** Opening Data shown block **

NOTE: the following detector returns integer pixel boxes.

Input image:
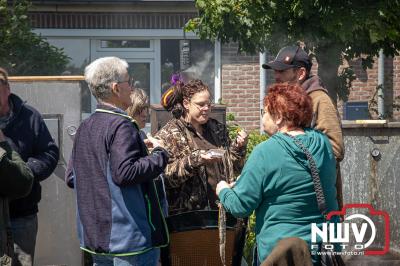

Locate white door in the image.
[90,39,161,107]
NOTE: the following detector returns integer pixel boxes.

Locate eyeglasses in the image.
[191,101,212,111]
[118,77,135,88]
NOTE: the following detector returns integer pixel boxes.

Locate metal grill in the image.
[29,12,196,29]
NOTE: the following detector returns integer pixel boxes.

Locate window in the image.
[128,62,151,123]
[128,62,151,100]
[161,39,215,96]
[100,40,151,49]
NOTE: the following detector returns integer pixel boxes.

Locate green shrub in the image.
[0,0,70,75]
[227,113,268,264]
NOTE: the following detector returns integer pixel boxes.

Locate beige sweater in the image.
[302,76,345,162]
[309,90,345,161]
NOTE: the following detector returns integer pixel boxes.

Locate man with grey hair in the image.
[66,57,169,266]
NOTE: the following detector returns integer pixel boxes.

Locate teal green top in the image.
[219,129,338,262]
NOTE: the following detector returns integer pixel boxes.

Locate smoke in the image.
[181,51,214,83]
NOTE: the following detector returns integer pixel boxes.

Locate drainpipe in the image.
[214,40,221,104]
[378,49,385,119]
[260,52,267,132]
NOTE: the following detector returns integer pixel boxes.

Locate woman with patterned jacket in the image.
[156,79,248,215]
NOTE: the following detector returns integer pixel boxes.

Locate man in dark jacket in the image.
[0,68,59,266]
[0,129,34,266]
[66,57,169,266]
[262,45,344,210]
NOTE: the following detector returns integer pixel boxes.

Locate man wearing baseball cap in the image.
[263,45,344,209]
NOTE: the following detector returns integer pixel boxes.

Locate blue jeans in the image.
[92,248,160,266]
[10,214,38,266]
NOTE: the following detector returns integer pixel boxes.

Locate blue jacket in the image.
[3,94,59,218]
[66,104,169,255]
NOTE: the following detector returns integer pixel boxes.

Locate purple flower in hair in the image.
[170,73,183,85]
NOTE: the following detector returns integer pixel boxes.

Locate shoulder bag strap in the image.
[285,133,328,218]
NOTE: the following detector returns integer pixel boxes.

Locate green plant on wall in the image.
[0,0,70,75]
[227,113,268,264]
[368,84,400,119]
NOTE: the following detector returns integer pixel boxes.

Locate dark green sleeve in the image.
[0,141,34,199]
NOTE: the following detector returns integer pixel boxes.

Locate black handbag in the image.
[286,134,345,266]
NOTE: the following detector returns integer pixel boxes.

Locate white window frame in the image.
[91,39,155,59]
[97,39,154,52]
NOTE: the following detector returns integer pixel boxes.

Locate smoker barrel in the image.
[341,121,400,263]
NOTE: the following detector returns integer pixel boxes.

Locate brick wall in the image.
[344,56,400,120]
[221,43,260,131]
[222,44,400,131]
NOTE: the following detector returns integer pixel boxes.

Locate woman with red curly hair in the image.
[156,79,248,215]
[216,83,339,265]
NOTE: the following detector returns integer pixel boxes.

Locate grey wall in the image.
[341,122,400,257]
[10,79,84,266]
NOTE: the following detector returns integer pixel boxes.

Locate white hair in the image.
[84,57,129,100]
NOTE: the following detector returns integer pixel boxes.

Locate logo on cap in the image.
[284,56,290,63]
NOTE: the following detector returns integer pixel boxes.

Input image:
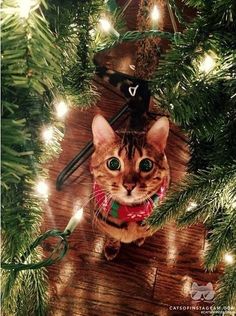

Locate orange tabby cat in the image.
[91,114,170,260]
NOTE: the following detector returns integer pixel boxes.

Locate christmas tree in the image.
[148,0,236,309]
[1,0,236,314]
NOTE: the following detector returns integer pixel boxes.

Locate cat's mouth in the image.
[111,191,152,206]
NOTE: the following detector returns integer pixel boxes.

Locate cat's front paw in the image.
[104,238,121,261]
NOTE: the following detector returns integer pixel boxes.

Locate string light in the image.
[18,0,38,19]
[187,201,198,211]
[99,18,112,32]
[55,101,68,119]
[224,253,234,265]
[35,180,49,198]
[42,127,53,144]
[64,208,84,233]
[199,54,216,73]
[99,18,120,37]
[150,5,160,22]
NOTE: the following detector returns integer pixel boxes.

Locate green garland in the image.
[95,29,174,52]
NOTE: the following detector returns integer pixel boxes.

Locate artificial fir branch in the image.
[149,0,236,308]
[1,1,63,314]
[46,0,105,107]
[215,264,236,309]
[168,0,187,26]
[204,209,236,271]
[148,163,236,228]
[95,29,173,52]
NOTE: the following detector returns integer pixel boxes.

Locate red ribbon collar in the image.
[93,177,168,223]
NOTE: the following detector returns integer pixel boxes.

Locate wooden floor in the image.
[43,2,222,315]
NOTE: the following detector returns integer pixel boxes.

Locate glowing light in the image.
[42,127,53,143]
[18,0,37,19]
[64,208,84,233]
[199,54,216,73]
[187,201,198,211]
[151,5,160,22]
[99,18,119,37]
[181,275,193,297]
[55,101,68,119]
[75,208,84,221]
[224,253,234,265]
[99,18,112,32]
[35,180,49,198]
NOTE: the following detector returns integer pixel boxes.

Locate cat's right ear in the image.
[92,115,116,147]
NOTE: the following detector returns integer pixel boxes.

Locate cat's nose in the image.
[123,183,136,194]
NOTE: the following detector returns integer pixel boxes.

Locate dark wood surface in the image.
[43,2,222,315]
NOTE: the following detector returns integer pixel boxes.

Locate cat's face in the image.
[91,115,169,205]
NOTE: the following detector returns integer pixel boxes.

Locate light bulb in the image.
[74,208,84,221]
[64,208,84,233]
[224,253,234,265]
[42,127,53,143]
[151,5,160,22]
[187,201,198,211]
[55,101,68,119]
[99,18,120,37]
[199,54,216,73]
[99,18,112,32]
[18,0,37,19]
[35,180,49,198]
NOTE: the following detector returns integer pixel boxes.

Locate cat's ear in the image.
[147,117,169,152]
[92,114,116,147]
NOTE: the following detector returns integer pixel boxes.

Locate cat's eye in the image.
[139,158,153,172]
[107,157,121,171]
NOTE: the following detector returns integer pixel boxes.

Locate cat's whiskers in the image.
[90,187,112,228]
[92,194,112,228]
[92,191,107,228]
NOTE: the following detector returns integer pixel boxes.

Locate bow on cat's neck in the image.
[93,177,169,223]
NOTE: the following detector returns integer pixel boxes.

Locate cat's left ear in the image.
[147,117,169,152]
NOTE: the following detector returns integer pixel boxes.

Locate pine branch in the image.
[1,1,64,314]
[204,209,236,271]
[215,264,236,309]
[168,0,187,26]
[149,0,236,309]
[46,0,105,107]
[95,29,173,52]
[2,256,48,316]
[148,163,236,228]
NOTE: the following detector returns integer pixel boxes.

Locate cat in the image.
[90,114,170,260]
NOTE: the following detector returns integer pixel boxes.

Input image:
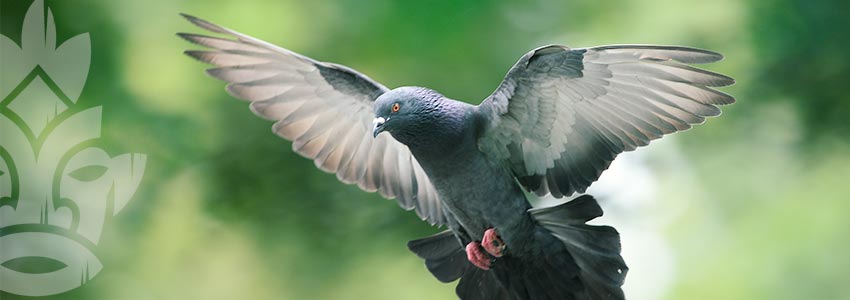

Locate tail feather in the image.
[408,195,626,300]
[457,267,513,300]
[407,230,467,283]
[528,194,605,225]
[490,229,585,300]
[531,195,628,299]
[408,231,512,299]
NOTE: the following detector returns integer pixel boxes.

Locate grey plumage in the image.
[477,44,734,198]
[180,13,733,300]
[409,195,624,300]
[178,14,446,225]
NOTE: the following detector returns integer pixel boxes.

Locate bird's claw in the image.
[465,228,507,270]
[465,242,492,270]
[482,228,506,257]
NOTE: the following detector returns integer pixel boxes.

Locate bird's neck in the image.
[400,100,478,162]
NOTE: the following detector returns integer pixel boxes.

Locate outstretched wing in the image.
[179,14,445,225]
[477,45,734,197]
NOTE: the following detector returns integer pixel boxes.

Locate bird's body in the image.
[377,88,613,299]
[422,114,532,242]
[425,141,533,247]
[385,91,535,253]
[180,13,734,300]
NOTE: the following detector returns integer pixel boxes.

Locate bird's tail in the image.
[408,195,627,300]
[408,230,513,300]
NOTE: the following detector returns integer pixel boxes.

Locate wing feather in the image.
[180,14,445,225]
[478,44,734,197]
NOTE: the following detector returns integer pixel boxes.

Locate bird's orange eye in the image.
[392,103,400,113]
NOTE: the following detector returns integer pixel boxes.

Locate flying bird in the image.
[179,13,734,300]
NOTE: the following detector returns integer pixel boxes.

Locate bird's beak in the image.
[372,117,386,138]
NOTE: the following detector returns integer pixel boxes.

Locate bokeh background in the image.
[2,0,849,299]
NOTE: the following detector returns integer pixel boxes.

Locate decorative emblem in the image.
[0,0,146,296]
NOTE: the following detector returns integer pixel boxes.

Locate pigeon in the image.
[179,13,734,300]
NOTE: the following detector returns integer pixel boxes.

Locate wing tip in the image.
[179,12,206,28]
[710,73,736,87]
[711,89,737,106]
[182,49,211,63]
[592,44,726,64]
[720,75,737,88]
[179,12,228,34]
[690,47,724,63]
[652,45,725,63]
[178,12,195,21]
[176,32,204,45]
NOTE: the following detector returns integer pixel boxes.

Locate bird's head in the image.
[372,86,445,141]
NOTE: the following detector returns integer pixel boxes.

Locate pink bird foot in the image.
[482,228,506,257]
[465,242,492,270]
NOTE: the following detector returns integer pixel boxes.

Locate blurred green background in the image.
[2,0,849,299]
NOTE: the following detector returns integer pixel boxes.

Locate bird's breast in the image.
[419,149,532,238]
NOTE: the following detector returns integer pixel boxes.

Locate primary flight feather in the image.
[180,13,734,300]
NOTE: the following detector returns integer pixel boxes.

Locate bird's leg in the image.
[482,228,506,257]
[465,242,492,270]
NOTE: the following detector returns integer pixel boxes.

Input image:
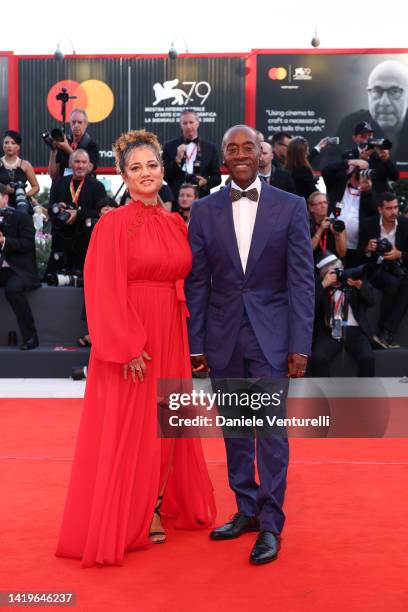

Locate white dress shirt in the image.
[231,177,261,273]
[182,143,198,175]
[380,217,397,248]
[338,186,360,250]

** Closing Data shown block **

The output should be the lines from the one with "Locate blurred green background in the image." through the end of the material above, both ends included, printed exactly and nothing else. Drop the pictures.

◆ **Result of this task**
Locate blurred green background in the image.
[2,0,849,299]
NOTE: the following detector returns integer pixel boxes.

Locate bird's breast in the image.
[419,149,532,238]
NOTE: the following detector returns integer pixel boxes.

Locate primary flight feather in the image.
[180,13,734,300]
NOTE: the following detector returns integer pixel boxes.

Locate bird's leg in the image.
[482,228,506,257]
[465,242,492,270]
NOTE: the following detector returns integer pixel boxes.

Input image:

Locate white dress shirt in the image.
[231,177,261,273]
[182,143,198,175]
[380,217,397,248]
[338,186,360,250]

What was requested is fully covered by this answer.